Entries from a pointing dataset »
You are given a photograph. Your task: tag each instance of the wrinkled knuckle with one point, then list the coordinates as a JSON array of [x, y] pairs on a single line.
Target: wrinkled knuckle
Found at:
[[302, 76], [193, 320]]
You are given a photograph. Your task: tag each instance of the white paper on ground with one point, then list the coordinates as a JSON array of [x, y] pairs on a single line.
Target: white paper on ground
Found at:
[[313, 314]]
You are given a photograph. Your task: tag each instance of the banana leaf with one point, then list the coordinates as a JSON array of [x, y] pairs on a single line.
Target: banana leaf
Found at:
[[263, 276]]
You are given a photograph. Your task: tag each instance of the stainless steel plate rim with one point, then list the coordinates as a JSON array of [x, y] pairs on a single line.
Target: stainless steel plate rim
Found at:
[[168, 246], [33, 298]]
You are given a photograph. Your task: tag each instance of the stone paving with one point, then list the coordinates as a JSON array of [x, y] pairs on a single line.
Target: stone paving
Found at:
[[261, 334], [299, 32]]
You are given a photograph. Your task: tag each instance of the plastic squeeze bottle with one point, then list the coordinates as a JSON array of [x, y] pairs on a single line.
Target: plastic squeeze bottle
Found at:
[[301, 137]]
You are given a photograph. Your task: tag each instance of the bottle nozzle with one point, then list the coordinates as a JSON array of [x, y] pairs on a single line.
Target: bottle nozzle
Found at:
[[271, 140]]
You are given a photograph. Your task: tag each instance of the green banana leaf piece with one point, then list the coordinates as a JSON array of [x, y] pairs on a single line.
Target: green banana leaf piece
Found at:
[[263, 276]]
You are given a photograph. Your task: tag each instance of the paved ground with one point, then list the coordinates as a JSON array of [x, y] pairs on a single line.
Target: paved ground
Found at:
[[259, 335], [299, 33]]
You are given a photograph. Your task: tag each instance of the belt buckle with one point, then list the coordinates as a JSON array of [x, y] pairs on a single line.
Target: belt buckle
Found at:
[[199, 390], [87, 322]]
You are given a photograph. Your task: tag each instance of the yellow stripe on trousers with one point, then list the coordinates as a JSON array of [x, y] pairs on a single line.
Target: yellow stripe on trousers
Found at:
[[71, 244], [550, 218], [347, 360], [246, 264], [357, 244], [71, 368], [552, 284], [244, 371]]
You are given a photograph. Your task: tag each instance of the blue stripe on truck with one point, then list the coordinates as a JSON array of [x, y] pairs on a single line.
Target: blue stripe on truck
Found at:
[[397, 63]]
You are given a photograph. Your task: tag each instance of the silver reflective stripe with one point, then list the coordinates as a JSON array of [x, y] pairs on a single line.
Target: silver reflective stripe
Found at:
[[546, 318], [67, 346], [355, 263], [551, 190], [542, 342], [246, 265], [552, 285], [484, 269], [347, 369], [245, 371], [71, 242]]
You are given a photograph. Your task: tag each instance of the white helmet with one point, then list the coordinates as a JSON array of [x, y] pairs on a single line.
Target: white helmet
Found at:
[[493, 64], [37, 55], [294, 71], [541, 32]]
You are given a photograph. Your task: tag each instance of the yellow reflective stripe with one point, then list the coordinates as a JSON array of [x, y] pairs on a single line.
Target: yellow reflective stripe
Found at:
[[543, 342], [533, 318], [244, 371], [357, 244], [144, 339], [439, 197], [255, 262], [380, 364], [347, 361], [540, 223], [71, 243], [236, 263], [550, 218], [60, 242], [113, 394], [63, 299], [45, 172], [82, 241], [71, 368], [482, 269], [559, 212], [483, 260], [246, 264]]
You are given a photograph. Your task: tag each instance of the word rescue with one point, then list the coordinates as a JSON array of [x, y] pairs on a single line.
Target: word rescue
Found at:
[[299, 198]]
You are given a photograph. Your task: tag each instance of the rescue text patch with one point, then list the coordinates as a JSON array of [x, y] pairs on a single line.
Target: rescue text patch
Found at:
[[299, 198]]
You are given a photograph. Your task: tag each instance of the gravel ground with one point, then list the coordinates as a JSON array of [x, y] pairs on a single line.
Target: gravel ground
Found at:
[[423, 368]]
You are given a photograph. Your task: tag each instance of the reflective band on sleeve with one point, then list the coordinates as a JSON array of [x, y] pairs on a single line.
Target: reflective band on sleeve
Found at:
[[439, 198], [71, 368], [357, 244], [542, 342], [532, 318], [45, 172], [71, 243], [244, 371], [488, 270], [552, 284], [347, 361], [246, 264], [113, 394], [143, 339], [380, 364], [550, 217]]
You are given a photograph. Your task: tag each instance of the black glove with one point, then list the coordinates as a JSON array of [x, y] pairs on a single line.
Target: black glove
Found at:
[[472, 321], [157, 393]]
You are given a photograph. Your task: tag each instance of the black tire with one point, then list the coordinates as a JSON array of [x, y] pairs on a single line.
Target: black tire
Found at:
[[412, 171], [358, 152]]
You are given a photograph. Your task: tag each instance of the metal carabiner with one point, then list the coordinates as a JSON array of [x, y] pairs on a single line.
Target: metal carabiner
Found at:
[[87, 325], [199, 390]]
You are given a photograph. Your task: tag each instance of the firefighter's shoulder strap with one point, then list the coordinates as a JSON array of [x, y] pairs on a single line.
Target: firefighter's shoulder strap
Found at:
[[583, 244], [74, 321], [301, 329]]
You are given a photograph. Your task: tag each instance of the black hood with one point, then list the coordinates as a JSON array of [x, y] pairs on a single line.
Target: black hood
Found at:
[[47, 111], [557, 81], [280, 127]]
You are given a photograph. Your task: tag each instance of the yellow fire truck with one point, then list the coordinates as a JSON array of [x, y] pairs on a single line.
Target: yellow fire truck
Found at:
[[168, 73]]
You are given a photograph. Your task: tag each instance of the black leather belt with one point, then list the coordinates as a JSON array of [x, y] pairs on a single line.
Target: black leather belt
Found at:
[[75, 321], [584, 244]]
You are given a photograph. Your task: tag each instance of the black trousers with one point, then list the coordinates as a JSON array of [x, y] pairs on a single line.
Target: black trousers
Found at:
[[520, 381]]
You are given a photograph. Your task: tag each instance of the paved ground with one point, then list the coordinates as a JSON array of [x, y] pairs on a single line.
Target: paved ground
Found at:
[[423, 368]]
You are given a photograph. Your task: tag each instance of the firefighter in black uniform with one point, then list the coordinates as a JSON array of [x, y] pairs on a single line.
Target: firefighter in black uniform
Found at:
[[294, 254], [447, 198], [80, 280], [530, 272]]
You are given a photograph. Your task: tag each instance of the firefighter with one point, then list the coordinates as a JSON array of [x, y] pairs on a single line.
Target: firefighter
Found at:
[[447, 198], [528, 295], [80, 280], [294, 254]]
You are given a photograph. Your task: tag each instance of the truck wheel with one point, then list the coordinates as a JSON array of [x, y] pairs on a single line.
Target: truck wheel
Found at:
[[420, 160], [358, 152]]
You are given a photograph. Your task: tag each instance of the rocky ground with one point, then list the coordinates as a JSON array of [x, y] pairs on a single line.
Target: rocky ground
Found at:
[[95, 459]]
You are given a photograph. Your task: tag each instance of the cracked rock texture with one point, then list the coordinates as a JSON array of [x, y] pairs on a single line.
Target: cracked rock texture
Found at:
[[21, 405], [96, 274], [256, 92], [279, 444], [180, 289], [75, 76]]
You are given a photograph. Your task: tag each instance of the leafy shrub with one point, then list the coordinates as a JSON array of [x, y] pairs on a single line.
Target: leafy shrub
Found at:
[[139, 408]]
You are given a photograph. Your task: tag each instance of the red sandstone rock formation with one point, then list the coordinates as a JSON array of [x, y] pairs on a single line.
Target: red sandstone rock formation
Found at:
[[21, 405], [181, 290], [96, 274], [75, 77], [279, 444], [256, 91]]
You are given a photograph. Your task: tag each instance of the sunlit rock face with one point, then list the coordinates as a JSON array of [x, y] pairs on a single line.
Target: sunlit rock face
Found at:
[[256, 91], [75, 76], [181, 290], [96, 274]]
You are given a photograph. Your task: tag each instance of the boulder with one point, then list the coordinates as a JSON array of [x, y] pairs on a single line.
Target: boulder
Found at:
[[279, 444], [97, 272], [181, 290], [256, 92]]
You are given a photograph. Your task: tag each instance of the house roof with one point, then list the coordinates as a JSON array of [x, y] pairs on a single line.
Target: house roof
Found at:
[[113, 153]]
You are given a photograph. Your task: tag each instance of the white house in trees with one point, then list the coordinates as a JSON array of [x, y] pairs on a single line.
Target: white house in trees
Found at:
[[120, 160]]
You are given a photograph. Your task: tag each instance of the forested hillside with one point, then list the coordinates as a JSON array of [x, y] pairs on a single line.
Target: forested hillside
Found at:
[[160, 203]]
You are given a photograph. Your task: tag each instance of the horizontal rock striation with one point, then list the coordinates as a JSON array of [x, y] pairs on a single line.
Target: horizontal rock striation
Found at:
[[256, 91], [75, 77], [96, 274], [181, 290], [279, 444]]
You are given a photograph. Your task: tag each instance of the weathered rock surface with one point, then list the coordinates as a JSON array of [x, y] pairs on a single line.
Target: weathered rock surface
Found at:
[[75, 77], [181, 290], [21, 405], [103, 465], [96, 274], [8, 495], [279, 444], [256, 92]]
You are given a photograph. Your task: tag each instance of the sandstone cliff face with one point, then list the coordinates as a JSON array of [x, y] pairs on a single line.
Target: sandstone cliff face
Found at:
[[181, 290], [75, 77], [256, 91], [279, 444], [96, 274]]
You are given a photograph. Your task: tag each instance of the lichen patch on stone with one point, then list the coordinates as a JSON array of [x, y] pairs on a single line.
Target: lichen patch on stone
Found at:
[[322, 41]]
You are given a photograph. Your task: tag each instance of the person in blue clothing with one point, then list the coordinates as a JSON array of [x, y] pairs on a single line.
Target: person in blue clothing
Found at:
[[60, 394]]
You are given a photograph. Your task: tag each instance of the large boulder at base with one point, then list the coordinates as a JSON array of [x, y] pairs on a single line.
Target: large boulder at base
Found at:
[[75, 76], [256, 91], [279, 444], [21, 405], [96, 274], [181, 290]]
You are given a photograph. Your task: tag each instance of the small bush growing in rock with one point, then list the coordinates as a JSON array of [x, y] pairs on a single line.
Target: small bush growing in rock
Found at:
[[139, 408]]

REQUIREMENT »
Rewrite everything from the first of the lines above down through the line that contains "[[271, 140]]", changing "single line" to "one line" and leaving all else unchanged.

EXERCISE ANSWER »
You are given a photograph. Your task: tag each instance of the wrinkled knuckle with one point, then list the coordinates as a JSON array of [x, y] pairs on a one line.
Target: wrinkled knuckle
Found at:
[[302, 76], [193, 320]]
You are given a photograph. Your task: tag each instance of the white paper on ground with one point, then list the coordinates as a JSON array of [x, y] pairs on a one line.
Target: white paper on ground
Found at:
[[313, 314]]
You are given a photograph. Your task: tag each instance of the banana leaf with one point, then list the coordinates as a JSON array of [x, y] pairs on a one line.
Target: banana leaf
Found at:
[[263, 276]]
You are given a photograph. Your task: tag each instance of the stainless steel plate rim with one point, then list the coordinates as a JSON array of [x, y] pairs on a one line.
Target: stainless steel plate rim
Found at:
[[168, 246], [33, 298]]
You are given a photograph. Your task: tag each instance of the stone paving with one point, then list the coordinates as a JSON array of [x, y] pairs on a one line.
Target: stone paving
Found at:
[[261, 334], [299, 32]]
You are given a photograph. Your task: tag each instance of the plastic squeeze bottle with one point, then list the coordinates as a JSON array of [x, y] pairs on a one line.
Target: plastic squeeze bottle
Found at:
[[301, 137]]
You are given a photograph. Your task: tag each instance of the bottle nozzle with one point, then list the coordinates as a JSON array of [x, y] pairs on a one line.
Target: bottle nozzle
Found at:
[[271, 140]]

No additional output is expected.